# What is being asked:
Copying exactly, give the lines in the material below from the one with "target | car" to the one with "sample | <point>132,115</point>", ends included, and nothing besides.

──────────────────────────────

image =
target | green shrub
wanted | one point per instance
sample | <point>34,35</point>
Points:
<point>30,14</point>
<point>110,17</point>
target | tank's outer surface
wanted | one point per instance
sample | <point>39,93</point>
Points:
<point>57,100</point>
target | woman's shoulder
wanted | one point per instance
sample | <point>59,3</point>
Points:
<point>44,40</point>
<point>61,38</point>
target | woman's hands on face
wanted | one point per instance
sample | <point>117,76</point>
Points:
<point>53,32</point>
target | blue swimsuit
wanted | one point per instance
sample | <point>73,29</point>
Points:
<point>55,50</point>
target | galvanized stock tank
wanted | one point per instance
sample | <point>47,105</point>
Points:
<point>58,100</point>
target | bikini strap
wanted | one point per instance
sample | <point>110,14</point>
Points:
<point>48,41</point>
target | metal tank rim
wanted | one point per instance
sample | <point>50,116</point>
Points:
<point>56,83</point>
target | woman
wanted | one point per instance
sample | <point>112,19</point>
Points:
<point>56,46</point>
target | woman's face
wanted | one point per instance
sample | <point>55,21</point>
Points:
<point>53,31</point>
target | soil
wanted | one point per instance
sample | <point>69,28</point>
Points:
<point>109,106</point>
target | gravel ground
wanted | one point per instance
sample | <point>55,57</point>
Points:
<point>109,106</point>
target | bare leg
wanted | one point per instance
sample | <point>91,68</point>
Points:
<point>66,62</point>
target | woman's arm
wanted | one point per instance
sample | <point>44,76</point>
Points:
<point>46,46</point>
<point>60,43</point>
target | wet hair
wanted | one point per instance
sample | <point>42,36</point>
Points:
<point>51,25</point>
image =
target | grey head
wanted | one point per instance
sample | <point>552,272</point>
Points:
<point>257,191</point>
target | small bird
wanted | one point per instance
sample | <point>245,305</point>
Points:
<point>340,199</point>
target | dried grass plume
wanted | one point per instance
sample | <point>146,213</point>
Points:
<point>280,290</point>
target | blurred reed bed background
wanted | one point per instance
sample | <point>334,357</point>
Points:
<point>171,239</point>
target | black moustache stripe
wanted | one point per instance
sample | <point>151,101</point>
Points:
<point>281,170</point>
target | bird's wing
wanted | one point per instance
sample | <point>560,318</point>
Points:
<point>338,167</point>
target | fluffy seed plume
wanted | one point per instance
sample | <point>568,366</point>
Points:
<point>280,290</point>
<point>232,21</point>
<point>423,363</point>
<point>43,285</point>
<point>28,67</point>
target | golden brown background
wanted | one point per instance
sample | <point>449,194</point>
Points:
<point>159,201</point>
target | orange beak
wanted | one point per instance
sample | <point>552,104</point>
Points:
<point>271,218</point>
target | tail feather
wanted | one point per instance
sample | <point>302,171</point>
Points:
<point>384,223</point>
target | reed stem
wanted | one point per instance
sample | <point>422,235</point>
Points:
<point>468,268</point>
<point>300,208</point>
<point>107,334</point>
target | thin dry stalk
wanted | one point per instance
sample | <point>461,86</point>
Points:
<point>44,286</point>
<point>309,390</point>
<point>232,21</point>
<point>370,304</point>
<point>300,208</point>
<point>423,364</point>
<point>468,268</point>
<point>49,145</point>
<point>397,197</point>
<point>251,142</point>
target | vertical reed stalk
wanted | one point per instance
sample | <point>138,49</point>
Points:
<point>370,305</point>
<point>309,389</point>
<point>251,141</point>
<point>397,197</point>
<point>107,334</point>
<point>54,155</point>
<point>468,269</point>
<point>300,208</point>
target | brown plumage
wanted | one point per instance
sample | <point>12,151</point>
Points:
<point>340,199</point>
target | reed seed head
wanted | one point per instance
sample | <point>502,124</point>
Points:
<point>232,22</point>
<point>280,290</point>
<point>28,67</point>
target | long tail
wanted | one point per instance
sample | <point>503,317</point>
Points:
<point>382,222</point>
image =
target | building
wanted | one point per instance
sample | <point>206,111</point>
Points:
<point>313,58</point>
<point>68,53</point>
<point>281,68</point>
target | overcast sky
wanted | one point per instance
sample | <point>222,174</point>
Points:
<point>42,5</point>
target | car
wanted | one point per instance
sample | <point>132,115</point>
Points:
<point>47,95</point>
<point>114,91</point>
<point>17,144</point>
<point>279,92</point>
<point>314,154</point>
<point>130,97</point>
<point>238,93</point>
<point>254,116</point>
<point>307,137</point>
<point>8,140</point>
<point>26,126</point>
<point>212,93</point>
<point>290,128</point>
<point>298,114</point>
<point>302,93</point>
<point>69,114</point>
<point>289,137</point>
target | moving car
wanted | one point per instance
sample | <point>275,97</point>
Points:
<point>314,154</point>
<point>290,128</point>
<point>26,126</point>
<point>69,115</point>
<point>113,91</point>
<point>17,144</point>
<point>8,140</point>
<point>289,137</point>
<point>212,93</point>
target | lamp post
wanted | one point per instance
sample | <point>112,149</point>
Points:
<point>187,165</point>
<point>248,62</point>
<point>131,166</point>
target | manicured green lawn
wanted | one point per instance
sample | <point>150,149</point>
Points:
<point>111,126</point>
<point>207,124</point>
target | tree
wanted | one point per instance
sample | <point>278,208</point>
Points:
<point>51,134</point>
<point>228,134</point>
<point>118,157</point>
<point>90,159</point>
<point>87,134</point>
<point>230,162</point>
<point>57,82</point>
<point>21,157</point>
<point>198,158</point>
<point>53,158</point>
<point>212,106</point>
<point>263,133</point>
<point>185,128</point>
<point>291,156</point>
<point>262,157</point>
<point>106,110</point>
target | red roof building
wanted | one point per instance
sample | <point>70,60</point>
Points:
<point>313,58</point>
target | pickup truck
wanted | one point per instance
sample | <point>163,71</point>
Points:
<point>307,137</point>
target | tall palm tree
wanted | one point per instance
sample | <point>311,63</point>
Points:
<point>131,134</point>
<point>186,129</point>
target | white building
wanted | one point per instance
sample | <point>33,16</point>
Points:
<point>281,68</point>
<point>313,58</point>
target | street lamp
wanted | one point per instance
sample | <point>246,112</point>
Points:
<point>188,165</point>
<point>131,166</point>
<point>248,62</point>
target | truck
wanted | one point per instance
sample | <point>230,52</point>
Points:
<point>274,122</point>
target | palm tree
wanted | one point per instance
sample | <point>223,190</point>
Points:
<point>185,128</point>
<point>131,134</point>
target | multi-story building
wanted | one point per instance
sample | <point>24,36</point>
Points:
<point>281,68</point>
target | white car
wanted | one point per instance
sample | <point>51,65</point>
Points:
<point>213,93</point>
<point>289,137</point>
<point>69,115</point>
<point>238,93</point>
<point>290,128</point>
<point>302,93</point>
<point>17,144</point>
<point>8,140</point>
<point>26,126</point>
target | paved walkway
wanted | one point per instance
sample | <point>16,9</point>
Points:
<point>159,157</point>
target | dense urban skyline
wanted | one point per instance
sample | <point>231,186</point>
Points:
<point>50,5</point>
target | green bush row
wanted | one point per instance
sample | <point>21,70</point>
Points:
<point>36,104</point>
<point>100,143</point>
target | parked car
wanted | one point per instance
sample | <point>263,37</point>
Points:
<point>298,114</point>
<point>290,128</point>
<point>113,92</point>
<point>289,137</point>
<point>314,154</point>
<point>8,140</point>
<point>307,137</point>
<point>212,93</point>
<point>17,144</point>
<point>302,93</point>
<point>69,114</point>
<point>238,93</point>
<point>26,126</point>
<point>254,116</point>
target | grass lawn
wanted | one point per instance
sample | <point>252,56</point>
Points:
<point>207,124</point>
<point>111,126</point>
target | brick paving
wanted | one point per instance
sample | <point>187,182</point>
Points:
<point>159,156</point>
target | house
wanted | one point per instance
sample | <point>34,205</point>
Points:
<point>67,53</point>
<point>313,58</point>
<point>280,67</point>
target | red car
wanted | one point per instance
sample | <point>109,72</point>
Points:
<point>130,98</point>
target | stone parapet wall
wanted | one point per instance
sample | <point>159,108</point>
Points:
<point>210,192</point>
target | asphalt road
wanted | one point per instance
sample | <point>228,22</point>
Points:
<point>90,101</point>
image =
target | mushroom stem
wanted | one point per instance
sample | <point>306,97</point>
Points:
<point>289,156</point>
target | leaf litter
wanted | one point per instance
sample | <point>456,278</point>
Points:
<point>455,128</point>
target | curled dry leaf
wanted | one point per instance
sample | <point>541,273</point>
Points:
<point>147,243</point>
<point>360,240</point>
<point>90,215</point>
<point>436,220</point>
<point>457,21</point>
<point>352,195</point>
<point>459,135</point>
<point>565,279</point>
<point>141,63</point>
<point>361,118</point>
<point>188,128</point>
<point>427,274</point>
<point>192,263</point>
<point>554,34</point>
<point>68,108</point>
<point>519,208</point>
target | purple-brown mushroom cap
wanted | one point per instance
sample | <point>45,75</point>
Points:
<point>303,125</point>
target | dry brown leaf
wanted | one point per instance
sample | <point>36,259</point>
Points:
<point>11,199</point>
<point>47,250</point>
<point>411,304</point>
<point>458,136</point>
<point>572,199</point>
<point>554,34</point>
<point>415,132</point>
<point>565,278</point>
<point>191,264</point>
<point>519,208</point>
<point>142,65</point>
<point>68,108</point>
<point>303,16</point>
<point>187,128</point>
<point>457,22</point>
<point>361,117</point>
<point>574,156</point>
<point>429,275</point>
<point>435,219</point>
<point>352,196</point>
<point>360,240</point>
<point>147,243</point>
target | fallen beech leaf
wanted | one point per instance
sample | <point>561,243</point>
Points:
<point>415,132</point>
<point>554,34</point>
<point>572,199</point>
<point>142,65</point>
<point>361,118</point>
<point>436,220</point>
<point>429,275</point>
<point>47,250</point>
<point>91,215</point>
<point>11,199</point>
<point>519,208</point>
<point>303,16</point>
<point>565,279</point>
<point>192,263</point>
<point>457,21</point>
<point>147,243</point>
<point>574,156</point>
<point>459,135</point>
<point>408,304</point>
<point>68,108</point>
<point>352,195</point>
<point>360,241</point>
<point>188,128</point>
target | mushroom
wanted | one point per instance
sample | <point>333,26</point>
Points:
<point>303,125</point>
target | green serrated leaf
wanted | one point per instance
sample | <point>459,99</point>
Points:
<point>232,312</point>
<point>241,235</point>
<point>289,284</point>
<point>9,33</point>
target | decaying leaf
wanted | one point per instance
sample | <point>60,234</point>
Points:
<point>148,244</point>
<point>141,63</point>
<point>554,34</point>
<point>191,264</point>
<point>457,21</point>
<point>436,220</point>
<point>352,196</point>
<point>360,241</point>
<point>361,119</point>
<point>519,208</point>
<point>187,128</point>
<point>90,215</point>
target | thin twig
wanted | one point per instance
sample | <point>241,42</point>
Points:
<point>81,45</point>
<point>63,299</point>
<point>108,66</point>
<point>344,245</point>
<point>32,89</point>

──────────────────────────────

# Exercise solution:
target | car
wanted | one point per instance
sample | <point>132,115</point>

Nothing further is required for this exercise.